> _Your objective_:
How many lines of these entries hold the string "below"? Reply with the number alone.

> _Recorded information_:
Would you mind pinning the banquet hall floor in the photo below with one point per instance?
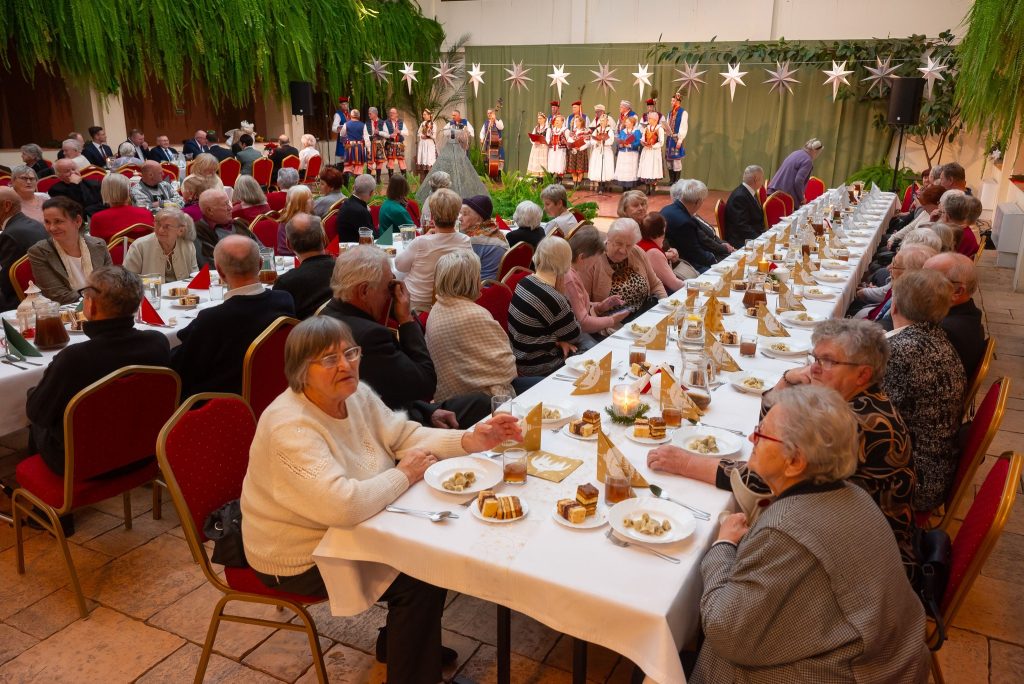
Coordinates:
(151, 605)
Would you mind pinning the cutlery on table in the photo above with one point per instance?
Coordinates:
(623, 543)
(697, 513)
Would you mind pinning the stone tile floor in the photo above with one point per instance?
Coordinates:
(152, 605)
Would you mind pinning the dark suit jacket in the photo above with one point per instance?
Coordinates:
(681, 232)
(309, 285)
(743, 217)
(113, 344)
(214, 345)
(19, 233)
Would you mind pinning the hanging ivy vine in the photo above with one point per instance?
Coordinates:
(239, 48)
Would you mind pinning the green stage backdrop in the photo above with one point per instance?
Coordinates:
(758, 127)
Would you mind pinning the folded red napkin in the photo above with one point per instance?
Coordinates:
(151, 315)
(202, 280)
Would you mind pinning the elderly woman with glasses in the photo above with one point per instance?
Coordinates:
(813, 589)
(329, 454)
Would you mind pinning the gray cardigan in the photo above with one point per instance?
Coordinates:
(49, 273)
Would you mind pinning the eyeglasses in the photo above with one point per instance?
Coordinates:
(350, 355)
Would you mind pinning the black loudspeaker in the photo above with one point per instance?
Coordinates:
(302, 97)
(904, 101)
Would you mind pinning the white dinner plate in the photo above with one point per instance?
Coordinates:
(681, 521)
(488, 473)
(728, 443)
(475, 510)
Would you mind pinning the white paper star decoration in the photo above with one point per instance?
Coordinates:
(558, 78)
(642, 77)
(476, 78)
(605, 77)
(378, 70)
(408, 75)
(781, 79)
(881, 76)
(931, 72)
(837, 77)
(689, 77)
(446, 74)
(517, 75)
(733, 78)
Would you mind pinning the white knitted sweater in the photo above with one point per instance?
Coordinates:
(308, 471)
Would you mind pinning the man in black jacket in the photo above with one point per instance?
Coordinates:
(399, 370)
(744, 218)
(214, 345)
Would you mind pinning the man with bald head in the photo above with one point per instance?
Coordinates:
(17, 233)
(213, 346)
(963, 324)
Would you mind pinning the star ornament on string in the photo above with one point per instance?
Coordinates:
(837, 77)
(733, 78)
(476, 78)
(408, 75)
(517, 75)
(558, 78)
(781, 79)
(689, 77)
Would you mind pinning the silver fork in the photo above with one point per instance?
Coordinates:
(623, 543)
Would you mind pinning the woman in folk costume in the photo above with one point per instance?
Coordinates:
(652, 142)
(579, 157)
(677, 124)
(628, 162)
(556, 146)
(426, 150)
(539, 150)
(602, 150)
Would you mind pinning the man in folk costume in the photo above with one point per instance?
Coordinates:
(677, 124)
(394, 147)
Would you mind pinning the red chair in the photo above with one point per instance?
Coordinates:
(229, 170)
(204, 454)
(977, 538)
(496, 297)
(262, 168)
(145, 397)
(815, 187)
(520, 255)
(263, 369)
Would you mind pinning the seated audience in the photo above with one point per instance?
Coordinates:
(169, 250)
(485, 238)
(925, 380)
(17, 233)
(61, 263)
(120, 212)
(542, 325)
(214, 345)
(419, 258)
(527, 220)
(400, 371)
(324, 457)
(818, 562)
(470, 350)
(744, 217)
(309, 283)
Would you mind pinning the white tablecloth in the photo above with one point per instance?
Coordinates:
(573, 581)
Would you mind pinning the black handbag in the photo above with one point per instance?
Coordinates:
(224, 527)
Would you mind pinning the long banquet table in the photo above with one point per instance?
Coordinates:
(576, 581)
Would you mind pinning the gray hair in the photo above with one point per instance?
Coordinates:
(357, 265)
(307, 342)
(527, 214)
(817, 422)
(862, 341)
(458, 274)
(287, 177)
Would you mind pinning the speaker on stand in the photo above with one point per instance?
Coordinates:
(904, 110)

* * *

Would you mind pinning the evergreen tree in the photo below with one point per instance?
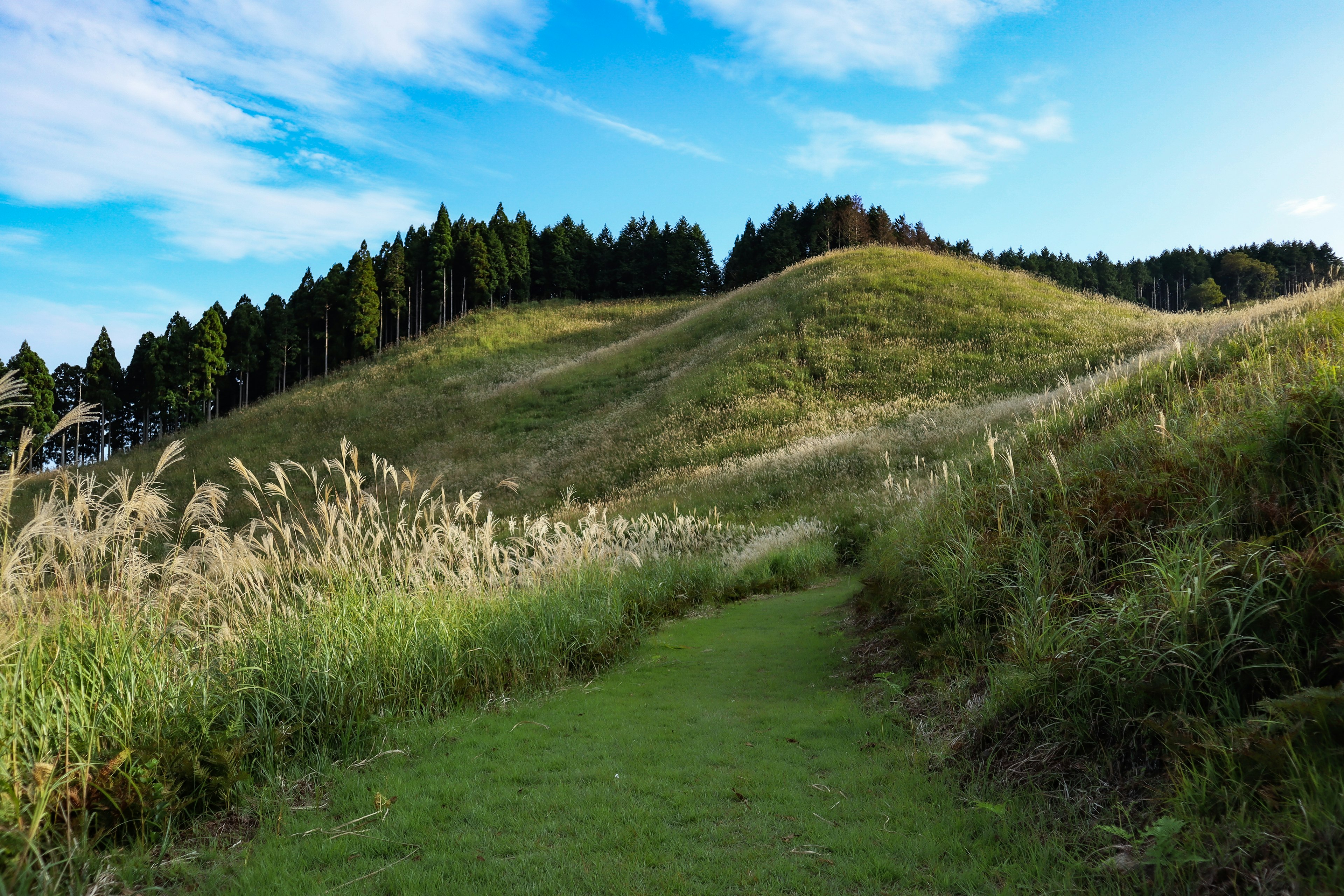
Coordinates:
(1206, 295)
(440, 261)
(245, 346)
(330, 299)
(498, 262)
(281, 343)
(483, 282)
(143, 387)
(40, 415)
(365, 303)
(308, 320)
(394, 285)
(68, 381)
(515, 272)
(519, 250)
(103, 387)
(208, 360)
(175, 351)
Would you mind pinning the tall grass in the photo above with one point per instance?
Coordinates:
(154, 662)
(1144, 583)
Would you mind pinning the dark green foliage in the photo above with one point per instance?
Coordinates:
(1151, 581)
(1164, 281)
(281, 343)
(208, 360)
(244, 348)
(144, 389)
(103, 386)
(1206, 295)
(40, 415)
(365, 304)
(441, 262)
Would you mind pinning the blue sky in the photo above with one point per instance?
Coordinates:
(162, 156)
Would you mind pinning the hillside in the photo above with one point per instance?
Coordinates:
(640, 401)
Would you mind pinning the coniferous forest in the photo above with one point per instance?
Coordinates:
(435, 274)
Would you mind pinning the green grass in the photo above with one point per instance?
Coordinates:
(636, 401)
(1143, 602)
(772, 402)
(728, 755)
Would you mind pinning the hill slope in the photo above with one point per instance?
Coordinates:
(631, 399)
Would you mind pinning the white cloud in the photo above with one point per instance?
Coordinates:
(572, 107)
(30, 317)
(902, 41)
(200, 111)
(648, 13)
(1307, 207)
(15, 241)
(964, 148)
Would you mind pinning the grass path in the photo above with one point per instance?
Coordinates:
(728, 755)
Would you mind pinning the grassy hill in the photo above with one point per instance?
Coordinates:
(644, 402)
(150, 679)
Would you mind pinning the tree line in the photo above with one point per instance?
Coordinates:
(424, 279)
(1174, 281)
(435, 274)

> _Completed exercise_:
2